Bio-On S.p.A., ex unicorno (ovvero una startup che ha raggiunto un valore di mercato superiore al miliardo di euro) bolognese specializzato in bioplastica, è finita sotto le luci delle ribalta per aver dato vita nell’ultimo anno e mezzo ad una delle bolle finanziarie più rilevanti degli ultimi tempi in Italia.

L’esplosione rocambolesca di questa bolla è sfociata il 20 dicembre dello scorso anno in una dichiarazione di fallimento emessa dal Tribunale di Bologna (sentenza n. 137/19).

A pagarne le conseguenze sono stati soprattutto i risparmiatori italiani che hanno assistito impotentemente alla “combustione” di circa 700 milioni di euro di capitalizzazione, dopo appena qualche mese che Bio-on aveva superato addirittura il miliardo di euro di capitalizzazione.
----------
- COSA FARE
(A) Riporta senza modifiche il passo del brano su Bio-On che va da "Bio-On S.p.A., ex" giù fino a "euro di capitalizzazione.".
(B) Nel brano su Bio-On, quale tribunale ha emesso la dichiarazione di fallimento della società?
(C) Scrivi la parte successiva del brano su Bio-On, a partire dal punto in cui si interrompe.
L'elenco riportato qui non serve allo svolgimento.
----------
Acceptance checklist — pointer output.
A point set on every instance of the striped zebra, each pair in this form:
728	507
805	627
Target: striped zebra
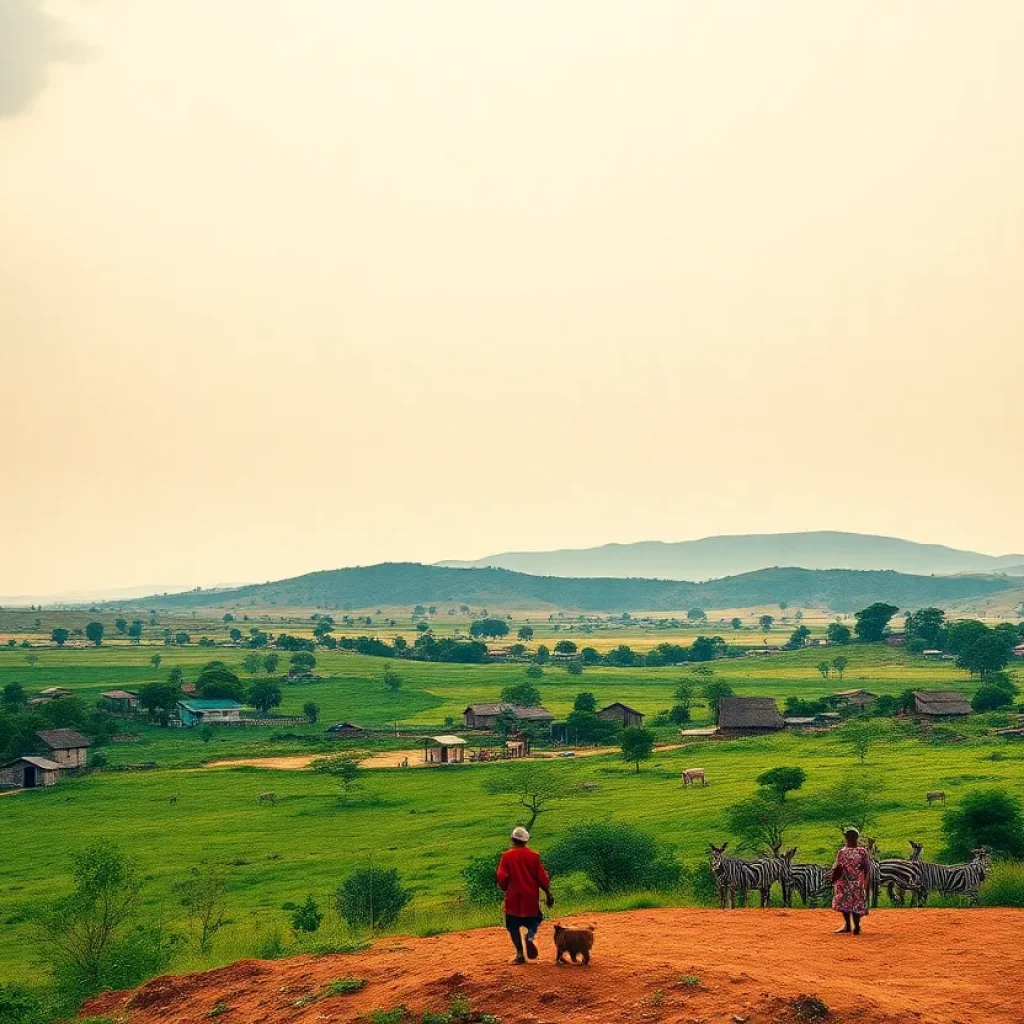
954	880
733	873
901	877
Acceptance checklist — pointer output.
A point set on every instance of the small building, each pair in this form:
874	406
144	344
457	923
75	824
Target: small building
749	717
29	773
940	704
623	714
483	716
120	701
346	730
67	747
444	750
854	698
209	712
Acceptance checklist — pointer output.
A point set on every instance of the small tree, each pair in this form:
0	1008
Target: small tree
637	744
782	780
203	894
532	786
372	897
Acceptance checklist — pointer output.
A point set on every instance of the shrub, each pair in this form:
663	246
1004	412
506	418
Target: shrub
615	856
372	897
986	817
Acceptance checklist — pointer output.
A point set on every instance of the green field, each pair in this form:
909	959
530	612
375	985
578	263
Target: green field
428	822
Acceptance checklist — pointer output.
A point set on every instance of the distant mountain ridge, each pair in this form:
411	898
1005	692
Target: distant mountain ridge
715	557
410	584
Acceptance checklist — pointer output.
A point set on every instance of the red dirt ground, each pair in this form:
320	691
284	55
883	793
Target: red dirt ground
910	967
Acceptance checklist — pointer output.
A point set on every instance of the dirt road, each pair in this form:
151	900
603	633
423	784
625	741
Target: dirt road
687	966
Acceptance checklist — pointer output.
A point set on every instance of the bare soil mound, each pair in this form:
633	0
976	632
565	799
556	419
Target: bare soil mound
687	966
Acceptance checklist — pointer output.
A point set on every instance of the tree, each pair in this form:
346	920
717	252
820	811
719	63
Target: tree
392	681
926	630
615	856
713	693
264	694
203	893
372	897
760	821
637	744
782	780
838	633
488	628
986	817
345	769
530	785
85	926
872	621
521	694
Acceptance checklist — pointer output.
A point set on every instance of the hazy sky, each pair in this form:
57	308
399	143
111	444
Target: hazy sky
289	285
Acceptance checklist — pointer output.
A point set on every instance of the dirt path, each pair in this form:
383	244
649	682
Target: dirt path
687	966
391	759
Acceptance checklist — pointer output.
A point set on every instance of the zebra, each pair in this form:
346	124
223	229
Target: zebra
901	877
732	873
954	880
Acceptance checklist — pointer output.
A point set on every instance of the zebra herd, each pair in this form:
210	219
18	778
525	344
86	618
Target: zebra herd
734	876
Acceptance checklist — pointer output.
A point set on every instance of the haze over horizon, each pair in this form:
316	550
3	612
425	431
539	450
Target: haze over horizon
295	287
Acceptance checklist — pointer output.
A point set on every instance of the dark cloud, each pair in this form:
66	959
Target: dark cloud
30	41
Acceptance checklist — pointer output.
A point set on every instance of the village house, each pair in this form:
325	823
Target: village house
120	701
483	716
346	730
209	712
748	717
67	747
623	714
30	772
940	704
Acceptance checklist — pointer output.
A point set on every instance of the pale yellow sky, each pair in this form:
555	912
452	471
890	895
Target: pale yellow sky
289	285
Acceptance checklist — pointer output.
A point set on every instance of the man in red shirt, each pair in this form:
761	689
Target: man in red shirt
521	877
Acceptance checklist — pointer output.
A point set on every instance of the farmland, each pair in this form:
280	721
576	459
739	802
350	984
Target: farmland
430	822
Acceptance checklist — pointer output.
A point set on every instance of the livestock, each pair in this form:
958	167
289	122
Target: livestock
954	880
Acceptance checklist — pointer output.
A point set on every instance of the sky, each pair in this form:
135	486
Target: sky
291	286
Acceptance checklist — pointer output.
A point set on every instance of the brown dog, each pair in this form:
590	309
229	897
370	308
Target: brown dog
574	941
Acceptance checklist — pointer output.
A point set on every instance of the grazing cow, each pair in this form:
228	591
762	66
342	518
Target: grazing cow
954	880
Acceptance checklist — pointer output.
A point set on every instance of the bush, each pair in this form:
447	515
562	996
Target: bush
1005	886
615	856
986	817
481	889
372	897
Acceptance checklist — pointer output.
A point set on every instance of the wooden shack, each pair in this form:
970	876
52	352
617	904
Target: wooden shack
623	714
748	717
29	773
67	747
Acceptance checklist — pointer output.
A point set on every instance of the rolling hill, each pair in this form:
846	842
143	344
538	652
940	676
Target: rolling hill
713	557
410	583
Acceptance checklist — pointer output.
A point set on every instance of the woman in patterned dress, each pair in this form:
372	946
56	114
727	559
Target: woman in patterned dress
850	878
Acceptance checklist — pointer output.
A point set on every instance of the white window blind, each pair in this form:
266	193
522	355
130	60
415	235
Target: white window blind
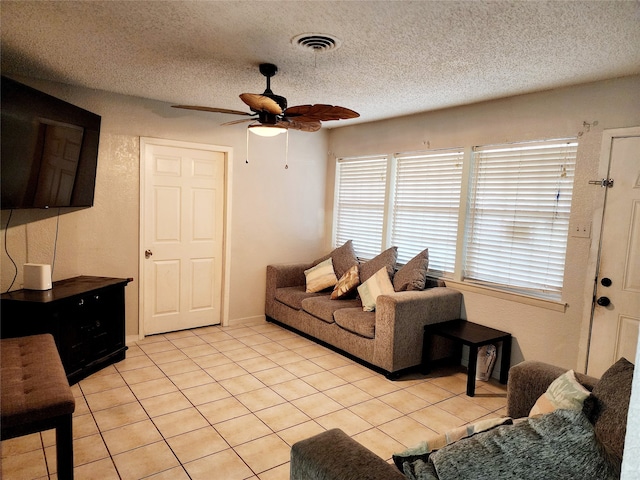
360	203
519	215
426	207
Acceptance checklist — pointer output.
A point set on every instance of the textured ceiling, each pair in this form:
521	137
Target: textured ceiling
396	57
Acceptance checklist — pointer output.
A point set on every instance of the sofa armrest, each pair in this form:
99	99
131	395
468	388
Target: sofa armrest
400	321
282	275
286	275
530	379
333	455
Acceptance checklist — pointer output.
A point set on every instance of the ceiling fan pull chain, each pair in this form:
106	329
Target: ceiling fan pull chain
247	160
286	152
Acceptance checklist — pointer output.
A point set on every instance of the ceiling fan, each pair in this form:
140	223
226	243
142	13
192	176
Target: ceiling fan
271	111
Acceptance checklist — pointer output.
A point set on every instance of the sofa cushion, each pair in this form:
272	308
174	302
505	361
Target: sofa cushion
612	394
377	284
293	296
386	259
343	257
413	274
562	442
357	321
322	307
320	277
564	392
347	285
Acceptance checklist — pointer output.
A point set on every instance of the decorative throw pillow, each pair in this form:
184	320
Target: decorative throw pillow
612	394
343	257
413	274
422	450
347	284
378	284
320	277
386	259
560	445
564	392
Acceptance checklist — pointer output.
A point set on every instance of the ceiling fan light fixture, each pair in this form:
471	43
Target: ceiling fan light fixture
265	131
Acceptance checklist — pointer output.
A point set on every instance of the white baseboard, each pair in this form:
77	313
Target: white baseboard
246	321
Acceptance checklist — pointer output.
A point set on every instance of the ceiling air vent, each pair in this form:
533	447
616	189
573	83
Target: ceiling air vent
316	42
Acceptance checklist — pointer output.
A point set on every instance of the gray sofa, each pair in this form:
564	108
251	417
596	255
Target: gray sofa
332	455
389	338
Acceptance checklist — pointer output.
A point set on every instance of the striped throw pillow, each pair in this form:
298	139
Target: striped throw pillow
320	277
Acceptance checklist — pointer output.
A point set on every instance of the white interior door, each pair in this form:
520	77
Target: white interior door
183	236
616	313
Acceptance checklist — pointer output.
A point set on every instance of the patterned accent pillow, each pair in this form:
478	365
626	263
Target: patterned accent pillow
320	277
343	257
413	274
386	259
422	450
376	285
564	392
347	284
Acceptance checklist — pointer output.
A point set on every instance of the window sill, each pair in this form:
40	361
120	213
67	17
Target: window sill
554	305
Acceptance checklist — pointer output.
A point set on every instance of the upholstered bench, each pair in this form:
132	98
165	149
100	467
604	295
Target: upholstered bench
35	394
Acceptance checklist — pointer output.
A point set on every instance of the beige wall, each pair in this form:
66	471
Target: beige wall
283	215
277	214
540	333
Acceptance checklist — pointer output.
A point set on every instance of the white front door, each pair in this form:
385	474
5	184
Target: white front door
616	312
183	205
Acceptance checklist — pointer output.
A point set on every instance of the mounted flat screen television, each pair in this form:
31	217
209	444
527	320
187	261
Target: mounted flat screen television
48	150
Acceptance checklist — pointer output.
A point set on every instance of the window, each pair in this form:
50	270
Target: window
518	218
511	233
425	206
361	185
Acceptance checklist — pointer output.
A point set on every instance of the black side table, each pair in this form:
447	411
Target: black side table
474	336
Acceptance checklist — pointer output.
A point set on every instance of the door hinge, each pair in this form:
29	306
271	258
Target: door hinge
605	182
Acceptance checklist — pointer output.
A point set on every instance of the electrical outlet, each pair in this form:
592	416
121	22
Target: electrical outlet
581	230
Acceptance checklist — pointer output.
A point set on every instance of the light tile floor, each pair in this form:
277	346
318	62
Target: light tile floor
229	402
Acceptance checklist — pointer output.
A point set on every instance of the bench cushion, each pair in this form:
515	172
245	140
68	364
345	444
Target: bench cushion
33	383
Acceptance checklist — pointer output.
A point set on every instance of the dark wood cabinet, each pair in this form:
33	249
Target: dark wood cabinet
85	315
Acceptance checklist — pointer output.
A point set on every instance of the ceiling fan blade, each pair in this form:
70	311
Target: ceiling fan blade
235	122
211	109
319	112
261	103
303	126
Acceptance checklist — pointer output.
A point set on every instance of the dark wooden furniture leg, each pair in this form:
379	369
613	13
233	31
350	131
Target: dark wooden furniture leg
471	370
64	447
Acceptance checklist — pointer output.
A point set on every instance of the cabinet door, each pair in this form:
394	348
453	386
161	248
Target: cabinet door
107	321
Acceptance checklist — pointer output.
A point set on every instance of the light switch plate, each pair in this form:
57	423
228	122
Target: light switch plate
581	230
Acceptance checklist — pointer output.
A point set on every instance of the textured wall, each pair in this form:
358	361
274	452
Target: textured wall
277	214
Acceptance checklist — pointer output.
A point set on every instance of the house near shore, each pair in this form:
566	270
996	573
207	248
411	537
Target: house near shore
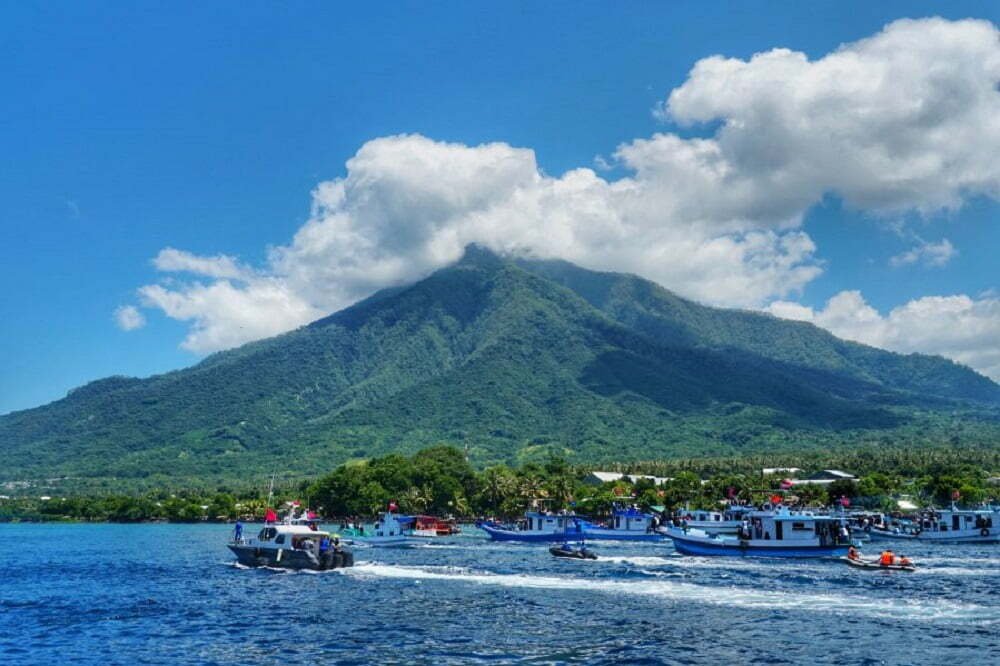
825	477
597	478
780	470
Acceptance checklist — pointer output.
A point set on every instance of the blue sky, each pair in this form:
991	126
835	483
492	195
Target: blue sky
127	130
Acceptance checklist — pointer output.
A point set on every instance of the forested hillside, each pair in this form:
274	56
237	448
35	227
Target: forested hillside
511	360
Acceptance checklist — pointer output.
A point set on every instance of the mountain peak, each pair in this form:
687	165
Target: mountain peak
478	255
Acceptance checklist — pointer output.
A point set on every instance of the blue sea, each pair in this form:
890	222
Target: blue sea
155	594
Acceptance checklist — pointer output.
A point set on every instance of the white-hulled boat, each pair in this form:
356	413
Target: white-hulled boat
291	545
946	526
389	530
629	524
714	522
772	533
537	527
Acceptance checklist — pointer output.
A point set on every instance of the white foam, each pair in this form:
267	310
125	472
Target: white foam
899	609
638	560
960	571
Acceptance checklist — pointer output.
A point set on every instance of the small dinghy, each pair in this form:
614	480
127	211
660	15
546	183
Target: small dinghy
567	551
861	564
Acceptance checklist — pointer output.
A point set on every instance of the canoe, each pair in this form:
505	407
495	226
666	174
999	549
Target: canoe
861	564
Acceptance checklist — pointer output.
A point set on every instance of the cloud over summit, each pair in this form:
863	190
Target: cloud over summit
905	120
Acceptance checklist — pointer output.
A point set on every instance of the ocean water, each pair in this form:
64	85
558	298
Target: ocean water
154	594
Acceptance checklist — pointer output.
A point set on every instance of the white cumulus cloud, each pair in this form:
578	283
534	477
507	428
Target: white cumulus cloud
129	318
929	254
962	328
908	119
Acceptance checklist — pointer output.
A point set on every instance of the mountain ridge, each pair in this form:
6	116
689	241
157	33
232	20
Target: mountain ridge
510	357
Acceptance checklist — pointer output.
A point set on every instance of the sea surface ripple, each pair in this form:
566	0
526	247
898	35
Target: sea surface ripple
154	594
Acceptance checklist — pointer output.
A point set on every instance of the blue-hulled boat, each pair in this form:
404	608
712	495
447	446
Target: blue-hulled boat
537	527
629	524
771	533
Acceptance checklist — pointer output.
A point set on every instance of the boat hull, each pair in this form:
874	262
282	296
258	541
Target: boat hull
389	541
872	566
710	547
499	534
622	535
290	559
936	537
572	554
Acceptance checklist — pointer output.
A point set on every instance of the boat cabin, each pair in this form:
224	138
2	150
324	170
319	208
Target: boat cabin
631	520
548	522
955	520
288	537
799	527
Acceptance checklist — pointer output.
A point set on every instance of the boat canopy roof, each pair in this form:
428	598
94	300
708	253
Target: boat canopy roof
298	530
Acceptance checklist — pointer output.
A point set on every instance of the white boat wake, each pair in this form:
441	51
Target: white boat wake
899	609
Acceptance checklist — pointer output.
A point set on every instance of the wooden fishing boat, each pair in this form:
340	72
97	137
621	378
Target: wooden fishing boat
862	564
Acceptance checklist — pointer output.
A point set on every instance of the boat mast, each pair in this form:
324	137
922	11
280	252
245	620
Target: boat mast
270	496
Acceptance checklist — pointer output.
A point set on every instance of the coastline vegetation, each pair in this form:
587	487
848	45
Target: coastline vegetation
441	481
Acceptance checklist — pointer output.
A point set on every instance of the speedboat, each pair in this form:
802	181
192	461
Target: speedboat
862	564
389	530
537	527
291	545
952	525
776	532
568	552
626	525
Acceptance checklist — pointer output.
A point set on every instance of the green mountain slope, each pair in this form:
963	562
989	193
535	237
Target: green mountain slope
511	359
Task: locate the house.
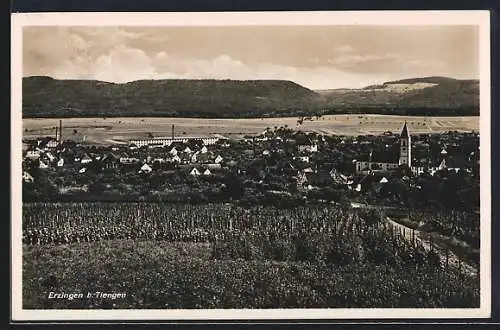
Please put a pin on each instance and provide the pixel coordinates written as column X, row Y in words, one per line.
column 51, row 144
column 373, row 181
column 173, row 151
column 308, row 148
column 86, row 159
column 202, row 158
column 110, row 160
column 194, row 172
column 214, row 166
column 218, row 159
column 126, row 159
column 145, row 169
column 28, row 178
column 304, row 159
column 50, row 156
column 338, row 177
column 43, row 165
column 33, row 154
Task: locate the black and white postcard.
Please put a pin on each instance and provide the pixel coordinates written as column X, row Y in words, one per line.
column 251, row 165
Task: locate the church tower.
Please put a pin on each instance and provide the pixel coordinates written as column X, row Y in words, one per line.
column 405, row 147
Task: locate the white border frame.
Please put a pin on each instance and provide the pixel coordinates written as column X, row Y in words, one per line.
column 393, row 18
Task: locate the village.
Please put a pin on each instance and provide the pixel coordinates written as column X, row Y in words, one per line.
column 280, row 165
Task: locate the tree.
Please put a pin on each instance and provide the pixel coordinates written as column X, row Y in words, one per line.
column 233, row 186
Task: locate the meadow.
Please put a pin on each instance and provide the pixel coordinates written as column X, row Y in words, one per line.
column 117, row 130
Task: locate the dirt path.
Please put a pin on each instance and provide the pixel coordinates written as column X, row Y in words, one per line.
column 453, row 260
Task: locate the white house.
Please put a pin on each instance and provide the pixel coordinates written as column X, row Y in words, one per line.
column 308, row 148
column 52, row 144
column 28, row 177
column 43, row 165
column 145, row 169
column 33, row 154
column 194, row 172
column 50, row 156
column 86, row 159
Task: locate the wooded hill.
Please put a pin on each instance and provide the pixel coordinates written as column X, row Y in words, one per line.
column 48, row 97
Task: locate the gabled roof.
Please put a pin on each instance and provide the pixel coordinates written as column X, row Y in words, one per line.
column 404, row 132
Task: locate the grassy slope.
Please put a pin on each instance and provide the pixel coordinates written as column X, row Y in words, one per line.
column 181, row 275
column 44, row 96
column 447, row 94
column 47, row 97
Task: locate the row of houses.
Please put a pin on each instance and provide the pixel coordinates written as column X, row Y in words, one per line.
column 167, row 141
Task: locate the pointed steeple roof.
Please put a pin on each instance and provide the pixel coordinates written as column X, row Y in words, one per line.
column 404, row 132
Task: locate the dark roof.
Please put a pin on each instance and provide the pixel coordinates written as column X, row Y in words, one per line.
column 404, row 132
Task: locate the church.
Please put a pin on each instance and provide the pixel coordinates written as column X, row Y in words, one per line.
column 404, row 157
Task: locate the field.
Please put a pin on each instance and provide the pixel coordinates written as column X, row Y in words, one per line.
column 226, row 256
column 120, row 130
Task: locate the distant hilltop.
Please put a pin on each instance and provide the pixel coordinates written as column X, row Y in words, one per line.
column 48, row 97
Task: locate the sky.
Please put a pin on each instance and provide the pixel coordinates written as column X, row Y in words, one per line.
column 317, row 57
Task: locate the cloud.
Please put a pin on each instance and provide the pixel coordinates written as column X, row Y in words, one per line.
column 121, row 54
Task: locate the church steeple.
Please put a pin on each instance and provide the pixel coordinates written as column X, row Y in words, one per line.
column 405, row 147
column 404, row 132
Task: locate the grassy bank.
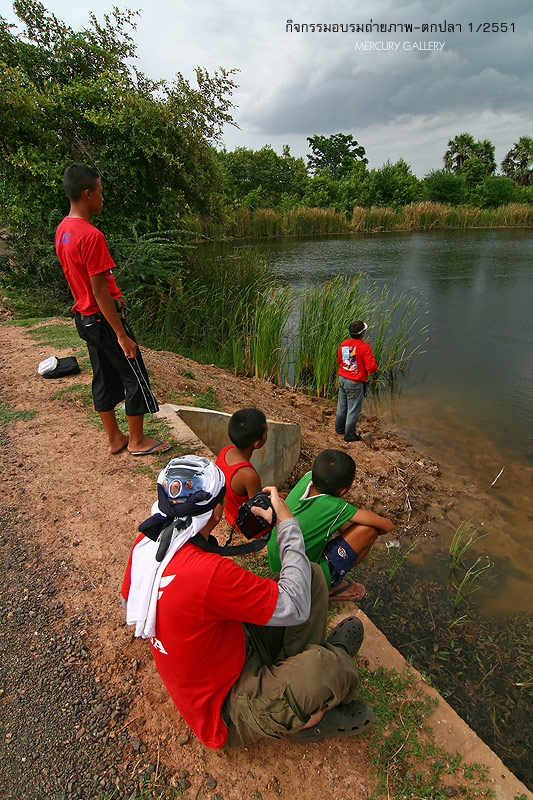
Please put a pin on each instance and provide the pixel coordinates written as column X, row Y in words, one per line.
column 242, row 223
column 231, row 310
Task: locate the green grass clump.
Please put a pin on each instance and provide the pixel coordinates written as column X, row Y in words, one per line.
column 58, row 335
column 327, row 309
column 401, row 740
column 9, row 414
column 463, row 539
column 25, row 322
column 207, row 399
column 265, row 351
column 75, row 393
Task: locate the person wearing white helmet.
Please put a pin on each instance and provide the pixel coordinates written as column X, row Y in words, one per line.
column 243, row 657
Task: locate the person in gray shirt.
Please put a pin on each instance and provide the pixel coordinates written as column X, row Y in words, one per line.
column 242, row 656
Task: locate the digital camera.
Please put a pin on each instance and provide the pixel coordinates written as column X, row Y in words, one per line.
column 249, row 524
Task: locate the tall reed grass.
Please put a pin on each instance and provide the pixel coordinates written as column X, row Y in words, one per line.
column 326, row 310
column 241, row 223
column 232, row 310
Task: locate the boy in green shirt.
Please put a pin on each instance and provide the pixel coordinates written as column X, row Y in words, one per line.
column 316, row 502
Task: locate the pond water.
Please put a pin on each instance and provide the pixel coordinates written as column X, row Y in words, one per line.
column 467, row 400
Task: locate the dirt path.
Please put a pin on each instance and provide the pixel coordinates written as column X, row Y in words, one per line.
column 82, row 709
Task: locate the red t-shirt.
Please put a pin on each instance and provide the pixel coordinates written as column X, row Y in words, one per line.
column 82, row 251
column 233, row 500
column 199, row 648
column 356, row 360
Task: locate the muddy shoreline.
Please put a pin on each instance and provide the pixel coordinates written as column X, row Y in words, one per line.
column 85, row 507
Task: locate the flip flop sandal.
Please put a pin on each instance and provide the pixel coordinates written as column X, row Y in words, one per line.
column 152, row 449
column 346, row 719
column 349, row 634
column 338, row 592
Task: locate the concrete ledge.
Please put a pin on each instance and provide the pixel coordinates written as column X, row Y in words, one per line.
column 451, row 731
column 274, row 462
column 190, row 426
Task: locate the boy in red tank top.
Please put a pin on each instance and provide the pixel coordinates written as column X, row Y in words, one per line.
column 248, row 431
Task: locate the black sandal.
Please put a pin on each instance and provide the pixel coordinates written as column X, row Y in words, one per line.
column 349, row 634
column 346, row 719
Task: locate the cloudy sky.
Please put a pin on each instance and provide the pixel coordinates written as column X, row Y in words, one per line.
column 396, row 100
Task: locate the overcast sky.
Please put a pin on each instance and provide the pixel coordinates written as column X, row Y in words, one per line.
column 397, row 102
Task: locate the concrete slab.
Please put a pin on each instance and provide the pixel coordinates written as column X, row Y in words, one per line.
----------
- SOLUZIONI DELL'ESERCIZIO
(A)
Bio-On S.p.A., ex unicorno (ovvero una startup che ha raggiunto un valore di mercato superiore al miliardo di euro) bolognese specializzato in bioplastica, è finita sotto le luci delle ribalta per aver dato vita nell’ultimo anno e mezzo ad una delle bolle finanziarie più rilevanti degli ultimi tempi in Italia.

L’esplosione rocambolesca di questa bolla è sfociata il 20 dicembre dello scorso anno in una dichiarazione di fallimento emessa dal Tribunale di Bologna (sentenza n. 137/19).

A pagarne le conseguenze sono stati soprattutto i risparmiatori italiani che hanno assistito impotentemente alla “combustione” di circa 700 milioni di euro di capitalizzazione, dopo appena qualche mese che Bio-on aveva superato addirittura il miliardo di euro di capitalizzazione.

(B) Il Tribunale di Bologna, con la sentenza n. 137/19.

(C)
Ad oggi, l’ex presidente di Bio-On Marco Astorri – dimesso già da fine ottobre 2019 da ogni carica ricoperta all’interno della Società – risulta indagato per false comunicazioni sociali e manipolazione del mercato, dopo il crac dell’azienda.

Facciamo un passo indietro 

 

La startup, nata nel 2007, si presentava come una intellectual property company, ossia un’azienda impegnata nella ricerca applicata sulla bioplastica e nella commercializzazione dei suoi brevetti con altre imprese.

Nell’ottobre 2014 Bio-on si quotava e collocava le sue azioni a 5 euro sul listino Aim di Borsa italiana (dedicato alle piccole e medie imprese).

Il titolo prese il volo nel 2018, quando repentinamente, nel giro di poche settimane, volò dai circa 31 euro di fine maggio fino al picco di 71 euro di luglio, arrivando ad una capitalizzazione di mercato addirittura superiore al miliardo di euro.

Per circa un anno il titolo è rimasto su valori di quotazione superiori a 50 euro per azione – talvolta sfiorando nuovamente il picco dei 70 – quando poi, improvvisamente, nel mese di luglio dello scorso anno viene mediaticamente stroncato dal noto fondo americano Quintessential.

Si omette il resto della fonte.